(begin)

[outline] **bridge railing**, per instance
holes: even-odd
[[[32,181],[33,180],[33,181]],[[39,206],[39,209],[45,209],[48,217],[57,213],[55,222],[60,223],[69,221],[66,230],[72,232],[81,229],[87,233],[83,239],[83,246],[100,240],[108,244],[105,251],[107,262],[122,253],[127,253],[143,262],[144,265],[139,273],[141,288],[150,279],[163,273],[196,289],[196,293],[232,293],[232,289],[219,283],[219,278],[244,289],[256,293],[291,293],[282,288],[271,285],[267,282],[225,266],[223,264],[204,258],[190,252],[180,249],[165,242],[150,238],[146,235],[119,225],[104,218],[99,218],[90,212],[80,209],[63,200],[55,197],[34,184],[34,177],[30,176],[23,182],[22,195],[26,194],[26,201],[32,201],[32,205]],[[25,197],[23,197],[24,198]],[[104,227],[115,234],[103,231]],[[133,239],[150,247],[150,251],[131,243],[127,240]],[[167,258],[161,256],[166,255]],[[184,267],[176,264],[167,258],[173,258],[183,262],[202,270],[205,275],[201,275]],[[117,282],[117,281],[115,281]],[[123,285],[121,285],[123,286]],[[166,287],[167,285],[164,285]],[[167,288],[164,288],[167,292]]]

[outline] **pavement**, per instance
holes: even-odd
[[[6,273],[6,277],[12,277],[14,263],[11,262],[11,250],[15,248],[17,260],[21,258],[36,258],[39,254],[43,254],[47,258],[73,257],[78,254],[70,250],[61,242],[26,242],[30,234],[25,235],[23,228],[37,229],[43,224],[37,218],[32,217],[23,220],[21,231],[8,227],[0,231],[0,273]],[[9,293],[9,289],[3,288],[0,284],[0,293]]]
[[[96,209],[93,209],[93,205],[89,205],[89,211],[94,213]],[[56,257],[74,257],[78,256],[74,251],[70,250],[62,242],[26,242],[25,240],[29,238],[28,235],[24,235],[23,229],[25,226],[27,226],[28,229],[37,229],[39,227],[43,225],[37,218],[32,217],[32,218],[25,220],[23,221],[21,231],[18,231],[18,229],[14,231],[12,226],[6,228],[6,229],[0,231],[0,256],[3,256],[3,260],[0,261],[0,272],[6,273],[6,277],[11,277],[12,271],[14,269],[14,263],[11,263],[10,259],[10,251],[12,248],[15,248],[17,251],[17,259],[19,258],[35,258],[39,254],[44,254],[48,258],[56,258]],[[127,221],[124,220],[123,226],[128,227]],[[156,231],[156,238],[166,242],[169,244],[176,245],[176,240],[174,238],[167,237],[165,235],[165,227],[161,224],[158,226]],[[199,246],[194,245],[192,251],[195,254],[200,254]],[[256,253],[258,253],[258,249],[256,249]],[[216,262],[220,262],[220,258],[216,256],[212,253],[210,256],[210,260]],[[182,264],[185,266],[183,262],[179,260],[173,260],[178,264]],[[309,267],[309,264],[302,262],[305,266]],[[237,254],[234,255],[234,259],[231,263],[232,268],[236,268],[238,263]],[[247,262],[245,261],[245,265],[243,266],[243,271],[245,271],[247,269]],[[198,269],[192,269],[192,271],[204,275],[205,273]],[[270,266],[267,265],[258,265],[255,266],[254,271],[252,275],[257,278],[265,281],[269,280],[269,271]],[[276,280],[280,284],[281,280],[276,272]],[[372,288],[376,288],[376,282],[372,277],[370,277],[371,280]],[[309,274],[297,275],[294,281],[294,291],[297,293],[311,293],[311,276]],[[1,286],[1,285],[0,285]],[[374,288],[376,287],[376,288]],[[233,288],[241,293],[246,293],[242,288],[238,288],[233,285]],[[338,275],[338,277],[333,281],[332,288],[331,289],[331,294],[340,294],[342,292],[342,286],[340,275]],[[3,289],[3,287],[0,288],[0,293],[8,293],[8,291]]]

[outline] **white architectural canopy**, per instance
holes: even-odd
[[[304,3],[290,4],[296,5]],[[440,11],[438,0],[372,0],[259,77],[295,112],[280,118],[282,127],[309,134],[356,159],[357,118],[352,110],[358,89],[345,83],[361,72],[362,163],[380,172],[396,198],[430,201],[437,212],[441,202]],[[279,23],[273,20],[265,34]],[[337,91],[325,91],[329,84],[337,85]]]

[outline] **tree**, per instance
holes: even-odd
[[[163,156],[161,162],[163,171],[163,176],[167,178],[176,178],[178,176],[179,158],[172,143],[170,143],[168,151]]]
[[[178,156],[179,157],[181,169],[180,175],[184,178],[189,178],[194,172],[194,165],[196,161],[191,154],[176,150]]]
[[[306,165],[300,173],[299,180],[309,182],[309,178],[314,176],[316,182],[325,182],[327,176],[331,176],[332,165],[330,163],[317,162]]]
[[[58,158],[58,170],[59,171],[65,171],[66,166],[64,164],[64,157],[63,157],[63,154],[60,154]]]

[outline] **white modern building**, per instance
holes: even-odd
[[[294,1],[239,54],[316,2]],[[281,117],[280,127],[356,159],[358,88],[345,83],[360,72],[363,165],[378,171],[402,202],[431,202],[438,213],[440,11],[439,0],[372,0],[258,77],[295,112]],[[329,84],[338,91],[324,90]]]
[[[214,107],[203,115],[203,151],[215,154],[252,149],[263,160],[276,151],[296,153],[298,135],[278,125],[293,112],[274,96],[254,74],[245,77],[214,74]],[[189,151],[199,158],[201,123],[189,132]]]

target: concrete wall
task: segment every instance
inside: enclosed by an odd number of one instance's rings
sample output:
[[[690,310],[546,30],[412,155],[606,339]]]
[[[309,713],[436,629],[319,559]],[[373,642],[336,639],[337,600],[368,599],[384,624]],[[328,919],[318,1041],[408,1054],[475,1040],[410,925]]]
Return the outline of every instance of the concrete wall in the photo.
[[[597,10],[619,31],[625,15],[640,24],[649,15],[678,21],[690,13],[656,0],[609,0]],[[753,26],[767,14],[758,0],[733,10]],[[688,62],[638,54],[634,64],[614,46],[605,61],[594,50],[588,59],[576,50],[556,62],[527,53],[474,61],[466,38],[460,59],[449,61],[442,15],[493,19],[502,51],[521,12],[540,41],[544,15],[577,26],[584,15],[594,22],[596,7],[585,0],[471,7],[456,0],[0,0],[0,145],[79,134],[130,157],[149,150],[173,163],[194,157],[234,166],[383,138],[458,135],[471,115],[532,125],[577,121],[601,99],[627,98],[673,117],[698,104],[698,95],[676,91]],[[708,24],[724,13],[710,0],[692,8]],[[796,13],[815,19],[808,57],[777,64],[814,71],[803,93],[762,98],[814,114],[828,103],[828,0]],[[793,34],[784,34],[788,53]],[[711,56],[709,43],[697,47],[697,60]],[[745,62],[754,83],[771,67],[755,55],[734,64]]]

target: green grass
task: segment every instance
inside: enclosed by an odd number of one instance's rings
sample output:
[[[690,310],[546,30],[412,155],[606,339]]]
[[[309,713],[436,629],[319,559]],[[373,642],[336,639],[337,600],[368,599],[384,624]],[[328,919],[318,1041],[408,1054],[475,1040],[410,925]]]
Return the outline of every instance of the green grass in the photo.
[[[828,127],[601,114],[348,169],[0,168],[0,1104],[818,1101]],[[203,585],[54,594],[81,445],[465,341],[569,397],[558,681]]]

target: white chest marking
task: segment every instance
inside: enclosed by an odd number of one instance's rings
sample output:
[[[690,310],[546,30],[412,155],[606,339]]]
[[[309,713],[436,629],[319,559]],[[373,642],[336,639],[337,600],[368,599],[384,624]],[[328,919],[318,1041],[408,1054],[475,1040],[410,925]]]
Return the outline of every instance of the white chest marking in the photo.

(end)

### PROMPT:
Copy out all the items above, swapping in "for each instance" wherever "per instance" appears and leaving everything else untouched.

### TASK OUTPUT:
[outline] **bridge railing**, for each instance
holes: even-odd
[[[32,181],[33,180],[33,181]],[[39,206],[39,209],[45,209],[48,217],[57,213],[55,222],[60,223],[69,221],[66,230],[72,232],[81,229],[87,233],[83,239],[83,246],[100,240],[108,244],[105,251],[107,262],[122,253],[127,253],[143,262],[144,265],[139,273],[141,288],[150,279],[163,273],[196,289],[196,293],[232,293],[232,289],[219,283],[219,278],[244,289],[256,293],[291,293],[282,288],[271,285],[267,282],[225,266],[223,264],[204,258],[190,252],[180,249],[165,242],[150,238],[146,235],[119,225],[104,218],[99,218],[90,212],[80,209],[63,200],[55,197],[34,184],[34,177],[30,176],[23,182],[22,195],[26,194],[26,201],[32,201],[32,205]],[[25,197],[23,197],[24,198]],[[104,227],[115,234],[103,231]],[[133,239],[150,247],[150,251],[131,243],[127,240]],[[167,258],[161,256],[166,255]],[[184,267],[176,264],[167,258],[173,258],[183,262],[202,270],[205,275],[201,275]],[[117,282],[117,281],[115,281]],[[123,285],[121,285],[123,286]],[[166,287],[167,285],[164,285]],[[167,288],[164,288],[167,292]]]

[outline] **pavement**, for each instance
holes: even-odd
[[[6,273],[6,277],[12,277],[14,263],[11,262],[11,250],[15,248],[17,260],[21,258],[36,258],[39,254],[43,254],[47,258],[73,257],[78,254],[70,250],[61,242],[26,242],[30,234],[25,235],[23,228],[37,229],[43,224],[37,218],[32,217],[23,220],[21,231],[8,227],[0,231],[0,273]],[[9,293],[9,289],[3,288],[0,284],[0,293]]]
[[[96,209],[93,209],[93,205],[89,205],[89,211],[94,213]],[[56,257],[74,257],[78,256],[74,251],[70,250],[62,242],[26,242],[25,240],[29,238],[28,235],[24,235],[23,229],[25,226],[27,226],[28,229],[37,229],[39,227],[43,225],[37,218],[32,217],[32,218],[25,220],[23,221],[21,231],[18,231],[18,229],[14,231],[12,226],[6,228],[6,229],[0,231],[0,256],[3,256],[3,260],[0,261],[0,272],[6,273],[6,277],[11,277],[12,271],[14,269],[14,263],[11,263],[10,259],[10,251],[12,248],[15,248],[17,251],[17,259],[19,258],[35,258],[39,254],[44,254],[48,258],[56,258]],[[127,221],[124,220],[123,226],[128,227]],[[156,231],[156,238],[166,242],[169,244],[176,245],[176,240],[174,238],[167,237],[165,235],[165,227],[161,224],[158,226]],[[199,246],[194,245],[192,251],[195,254],[200,254]],[[256,253],[258,253],[258,249],[256,249]],[[216,262],[220,262],[220,258],[216,256],[212,253],[210,256],[210,260]],[[182,264],[185,266],[183,262],[179,260],[173,260],[178,264]],[[309,267],[309,264],[302,262],[305,266]],[[237,254],[234,255],[234,259],[231,263],[232,268],[236,268],[238,263]],[[247,262],[245,261],[245,265],[243,266],[243,271],[245,271],[247,269]],[[198,269],[192,269],[192,271],[204,275],[205,273]],[[270,266],[267,265],[258,265],[255,266],[254,271],[252,275],[257,278],[265,281],[269,280],[269,271]],[[276,280],[280,284],[281,280],[276,272]],[[372,288],[376,288],[376,282],[372,277],[370,277],[371,280]],[[309,274],[297,275],[294,281],[294,291],[297,293],[311,293],[311,276]],[[1,286],[1,285],[0,285]],[[374,288],[376,287],[376,288]],[[233,288],[241,293],[246,293],[242,288],[238,288],[233,285]],[[338,275],[338,277],[333,281],[332,288],[331,289],[331,294],[340,294],[342,292],[342,286],[340,275]],[[3,289],[3,287],[0,288],[0,293],[8,293],[8,291]]]

[outline] **white architectural canopy**, for each instance
holes: even-odd
[[[304,3],[290,4],[296,5]],[[440,11],[438,0],[372,0],[259,77],[295,112],[280,118],[282,127],[309,134],[356,159],[357,118],[352,110],[358,89],[345,83],[361,72],[362,163],[380,172],[396,198],[430,201],[437,212],[441,202]],[[279,23],[273,20],[265,34]],[[337,91],[325,91],[329,84],[337,85]]]

[outline] **tree**, for each instance
holes: even-odd
[[[163,156],[161,162],[163,171],[163,176],[167,178],[176,178],[178,176],[179,158],[172,143],[170,143],[168,151]]]
[[[178,156],[179,157],[181,169],[180,175],[184,178],[189,178],[194,172],[194,165],[196,161],[191,154],[176,150]]]
[[[306,165],[300,173],[299,180],[309,182],[309,178],[314,176],[316,182],[325,182],[327,176],[331,176],[332,165],[330,163],[317,162]]]
[[[58,158],[58,170],[59,171],[65,171],[66,166],[64,164],[64,157],[63,157],[63,154],[60,154]]]

[outline] **white modern building**, for each instance
holes: even-odd
[[[294,1],[239,54],[316,2]],[[281,117],[280,127],[356,159],[358,88],[345,83],[360,72],[363,165],[378,171],[402,202],[431,202],[438,213],[440,11],[439,0],[372,0],[258,77],[295,112]],[[329,84],[338,91],[324,90]]]
[[[214,107],[203,115],[203,151],[215,154],[252,149],[263,160],[276,151],[296,153],[298,135],[278,125],[293,112],[274,96],[254,74],[245,77],[214,74]],[[189,151],[199,158],[201,123],[189,132]]]

target: concrete wall
task: segment every instance
inside: enclosed by an odd number of one instance's rings
sample output:
[[[690,310],[546,30],[412,155],[606,339]]]
[[[309,713],[436,629],[319,559]],[[373,642],[336,639],[337,600],[368,599],[384,624]],[[328,919],[318,1041],[408,1054],[475,1040],[410,925]]]
Return the outline of every instance of the concrete wall in the photo.
[[[597,10],[619,31],[625,15],[640,24],[649,15],[678,21],[690,13],[656,0],[609,0]],[[753,26],[767,14],[758,0],[733,10]],[[688,62],[638,54],[634,64],[614,46],[605,61],[594,50],[588,59],[576,50],[556,62],[527,53],[474,61],[466,38],[460,59],[449,61],[442,15],[493,19],[502,51],[521,12],[540,41],[544,15],[577,26],[584,15],[594,22],[596,7],[585,0],[471,7],[456,0],[0,0],[0,145],[79,134],[130,157],[149,150],[173,163],[194,157],[234,166],[383,138],[458,135],[471,115],[532,125],[577,121],[601,99],[627,98],[673,117],[698,104],[698,95],[676,91]],[[708,24],[724,13],[710,0],[692,8]],[[796,13],[815,19],[808,57],[777,64],[814,71],[803,93],[762,98],[814,114],[828,103],[828,0]],[[793,34],[784,34],[788,53]],[[711,56],[709,43],[697,47],[697,60]],[[745,62],[754,83],[771,67],[755,55],[734,64]]]

target: green grass
task: segment every instance
inside: enclosed by an odd number of one instance's rings
sample output:
[[[690,310],[546,30],[412,155],[606,339]]]
[[[309,713],[436,629],[319,559]],[[373,642],[336,639],[337,600],[368,599],[384,624]],[[328,919],[318,1041],[408,1054],[475,1040],[410,925]]]
Return the outline of every instance of the green grass in the photo.
[[[828,127],[601,114],[348,169],[0,168],[0,1104],[818,1101]],[[203,585],[54,594],[81,445],[465,341],[569,397],[558,681]]]

target: white chest marking
task: segment every instance
inside: enclosed by an odd number of one instance's rings
sample output:
[[[690,310],[546,30],[412,155],[606,339]]]
[[[309,713],[436,629],[319,559]],[[373,642],[336,639],[337,600],[368,599],[384,624]],[[328,919],[318,1041],[408,1054],[475,1040],[410,925]]]
Return the outline of every instance of the white chest marking in the photo.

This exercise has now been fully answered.